**Work to be completed**.
Reproduce every item below verbatim, leaving the pictures out of your output.

(Dataset excerpt)

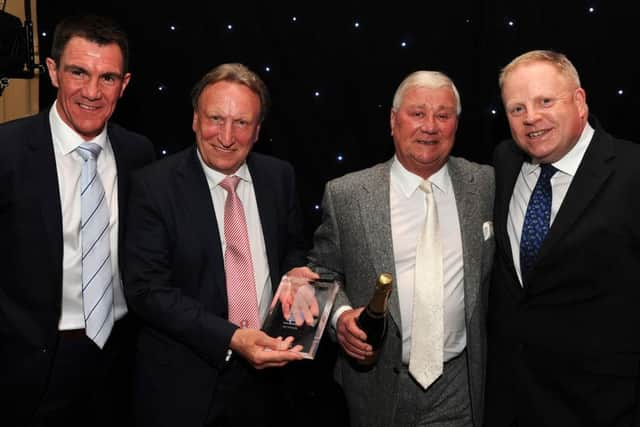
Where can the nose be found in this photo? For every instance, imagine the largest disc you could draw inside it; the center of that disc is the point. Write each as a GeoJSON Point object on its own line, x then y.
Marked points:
{"type": "Point", "coordinates": [429, 125]}
{"type": "Point", "coordinates": [226, 134]}
{"type": "Point", "coordinates": [91, 90]}
{"type": "Point", "coordinates": [531, 116]}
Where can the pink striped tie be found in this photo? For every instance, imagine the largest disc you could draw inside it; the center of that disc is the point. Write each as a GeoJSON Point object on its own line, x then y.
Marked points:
{"type": "Point", "coordinates": [241, 284]}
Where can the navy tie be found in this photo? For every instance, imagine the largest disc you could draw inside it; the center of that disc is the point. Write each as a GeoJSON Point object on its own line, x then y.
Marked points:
{"type": "Point", "coordinates": [536, 220]}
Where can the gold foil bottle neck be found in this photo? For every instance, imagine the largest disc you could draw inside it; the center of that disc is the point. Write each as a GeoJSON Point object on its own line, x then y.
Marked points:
{"type": "Point", "coordinates": [378, 303]}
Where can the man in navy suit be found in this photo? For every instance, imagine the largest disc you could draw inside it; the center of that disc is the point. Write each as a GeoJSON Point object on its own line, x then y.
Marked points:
{"type": "Point", "coordinates": [51, 372]}
{"type": "Point", "coordinates": [197, 364]}
{"type": "Point", "coordinates": [564, 348]}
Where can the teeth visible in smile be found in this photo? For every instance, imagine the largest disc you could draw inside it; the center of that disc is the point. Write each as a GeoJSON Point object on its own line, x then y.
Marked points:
{"type": "Point", "coordinates": [536, 133]}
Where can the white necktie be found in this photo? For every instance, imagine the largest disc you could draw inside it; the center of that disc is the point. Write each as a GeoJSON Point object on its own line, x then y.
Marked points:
{"type": "Point", "coordinates": [97, 277]}
{"type": "Point", "coordinates": [427, 328]}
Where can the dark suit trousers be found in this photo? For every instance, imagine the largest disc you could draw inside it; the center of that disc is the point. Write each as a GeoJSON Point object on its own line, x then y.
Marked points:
{"type": "Point", "coordinates": [251, 397]}
{"type": "Point", "coordinates": [89, 386]}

**Exercise answer**.
Where can the nose be found in this photo? For every instance, imagine the largest disc you could draw inside it; the center of that disc is the point. Write each as a GeoJSON Point object on its own line, x then y.
Marked points:
{"type": "Point", "coordinates": [429, 125]}
{"type": "Point", "coordinates": [226, 134]}
{"type": "Point", "coordinates": [91, 90]}
{"type": "Point", "coordinates": [531, 116]}
Where can the pink striped tie be found in this photo? For every instance, imagine the largest disc you could draw inside it; the center of that disc is the point. Write each as a GeoJSON Point object on its own line, x then y.
Marked points:
{"type": "Point", "coordinates": [241, 284]}
Where can the navy tie be found in this photo? For every instance, imagine the largest disc you could draw inside it; the center of that disc is the point. Write each as a GeoJSON Point object on its own line, x then y.
Marked points:
{"type": "Point", "coordinates": [536, 220]}
Where can the gold foil bottle neck be found in this photo? For every instance, imagine the largest disc you could draw inside it; the center of that disc is the point. Write each as a GeoJSON Point object on its own line, x then y.
Marked points:
{"type": "Point", "coordinates": [378, 303]}
Where can the man in navy suit be found in this photo? For every instance, imagine the largest disc you could draw inside it; the center of that disc is the point. Write each as a GeoJSON Point object on its own line, x then y.
Marked points:
{"type": "Point", "coordinates": [51, 372]}
{"type": "Point", "coordinates": [197, 364]}
{"type": "Point", "coordinates": [564, 348]}
Where can the teeth visible in smile be found in this photo? For every instance, imagine the largest disc you could draw inside it; the center of that disc is the point. Write each as a GeoJSON Point object on its own line, x then y.
Marked points:
{"type": "Point", "coordinates": [536, 133]}
Where can the white necktie be found in this photo? For every instance, imagine the largest disc you could draw inside it; the center of that disc is the point. Write each as a GeoJSON Point object on its own line, x then y.
Marked points:
{"type": "Point", "coordinates": [97, 277]}
{"type": "Point", "coordinates": [427, 328]}
Where can the dark suit trousers be found in this photo? For every instance, imagine the largest disc you could draw inside it; the center of that disc is the point. Write each as a GeoJSON Point object on its own line, x then y.
Marked points:
{"type": "Point", "coordinates": [251, 397]}
{"type": "Point", "coordinates": [89, 386]}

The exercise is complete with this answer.